● **Stated task**
Give the lines of the items as a JSON list of strings, one string per line and with blank lines omitted. Begin at the first line of the items and stop after the line that contains "x=404, y=375", including that line.

[Point placement records]
• • • • •

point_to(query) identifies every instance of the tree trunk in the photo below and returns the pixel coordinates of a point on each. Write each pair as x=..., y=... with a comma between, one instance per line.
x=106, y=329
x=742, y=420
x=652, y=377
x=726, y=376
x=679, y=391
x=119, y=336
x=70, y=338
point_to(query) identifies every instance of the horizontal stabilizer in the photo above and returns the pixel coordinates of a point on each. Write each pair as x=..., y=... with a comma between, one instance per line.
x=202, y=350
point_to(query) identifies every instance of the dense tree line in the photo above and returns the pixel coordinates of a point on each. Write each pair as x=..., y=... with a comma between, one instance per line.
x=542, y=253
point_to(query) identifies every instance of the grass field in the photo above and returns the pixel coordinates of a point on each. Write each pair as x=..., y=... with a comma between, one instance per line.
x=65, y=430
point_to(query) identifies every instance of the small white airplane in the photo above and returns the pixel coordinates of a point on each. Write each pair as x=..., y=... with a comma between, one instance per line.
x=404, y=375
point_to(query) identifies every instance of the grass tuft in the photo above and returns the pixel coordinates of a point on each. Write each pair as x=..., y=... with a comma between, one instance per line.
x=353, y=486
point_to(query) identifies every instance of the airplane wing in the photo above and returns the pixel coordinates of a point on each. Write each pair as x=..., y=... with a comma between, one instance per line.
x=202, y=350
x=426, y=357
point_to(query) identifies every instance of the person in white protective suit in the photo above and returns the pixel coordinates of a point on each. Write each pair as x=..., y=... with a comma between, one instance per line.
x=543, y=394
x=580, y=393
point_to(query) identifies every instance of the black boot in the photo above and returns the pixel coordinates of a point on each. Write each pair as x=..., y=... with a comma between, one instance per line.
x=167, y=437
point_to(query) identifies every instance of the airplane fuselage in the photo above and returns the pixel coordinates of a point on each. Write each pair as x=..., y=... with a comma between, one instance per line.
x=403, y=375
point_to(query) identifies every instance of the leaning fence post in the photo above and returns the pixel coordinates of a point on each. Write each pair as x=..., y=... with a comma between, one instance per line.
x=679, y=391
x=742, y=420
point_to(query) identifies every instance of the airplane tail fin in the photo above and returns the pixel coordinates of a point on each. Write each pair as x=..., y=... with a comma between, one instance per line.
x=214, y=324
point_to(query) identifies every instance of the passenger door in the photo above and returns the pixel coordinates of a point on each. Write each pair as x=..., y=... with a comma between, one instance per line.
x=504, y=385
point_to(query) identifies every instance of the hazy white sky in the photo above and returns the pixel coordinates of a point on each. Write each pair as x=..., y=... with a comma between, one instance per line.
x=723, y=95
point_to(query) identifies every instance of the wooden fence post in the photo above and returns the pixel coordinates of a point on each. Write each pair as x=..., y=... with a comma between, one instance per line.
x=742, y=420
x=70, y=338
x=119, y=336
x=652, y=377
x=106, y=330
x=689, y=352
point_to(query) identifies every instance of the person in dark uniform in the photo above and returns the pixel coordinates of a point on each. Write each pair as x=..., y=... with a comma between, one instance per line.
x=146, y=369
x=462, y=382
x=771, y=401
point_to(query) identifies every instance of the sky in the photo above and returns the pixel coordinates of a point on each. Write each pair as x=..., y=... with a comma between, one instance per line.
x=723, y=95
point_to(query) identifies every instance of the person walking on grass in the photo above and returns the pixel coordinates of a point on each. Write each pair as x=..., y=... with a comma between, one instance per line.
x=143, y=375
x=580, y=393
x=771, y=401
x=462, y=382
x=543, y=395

• • • • •

● **Worked solution**
[
  "point_to(query) identifies every instance of the tree trunk in the photo below and returns the pixel coordinates of a point on each. Write each pair as x=..., y=... with a comma between, one instance per line.",
  "x=106, y=329",
  "x=742, y=420",
  "x=652, y=377",
  "x=726, y=376",
  "x=679, y=391",
  "x=119, y=336",
  "x=70, y=338",
  "point_to(query) identifies every instance of the horizontal stabilizer in the photo above and returns the pixel coordinates of a point on each. Write each pair as x=..., y=... with a comma between, one instance per line.",
  "x=202, y=350",
  "point_to(query) identifies every instance of the dense tree line in the photo above and returns the pixel coordinates of a point on each. Write each pair as x=..., y=... with a comma between, one instance per line.",
  "x=542, y=253",
  "point_to(query) identifies every instance of the grass field in the photo above and returns the pixel coordinates of a point on each. Write each pair as x=..., y=... with a comma between, one instance per line.",
  "x=65, y=430",
  "point_to(query) identifies every instance of the small white airplane in the photo above and returns the pixel coordinates of a point on each. Write each pair as x=..., y=... with a comma between, one instance per line.",
  "x=404, y=375"
]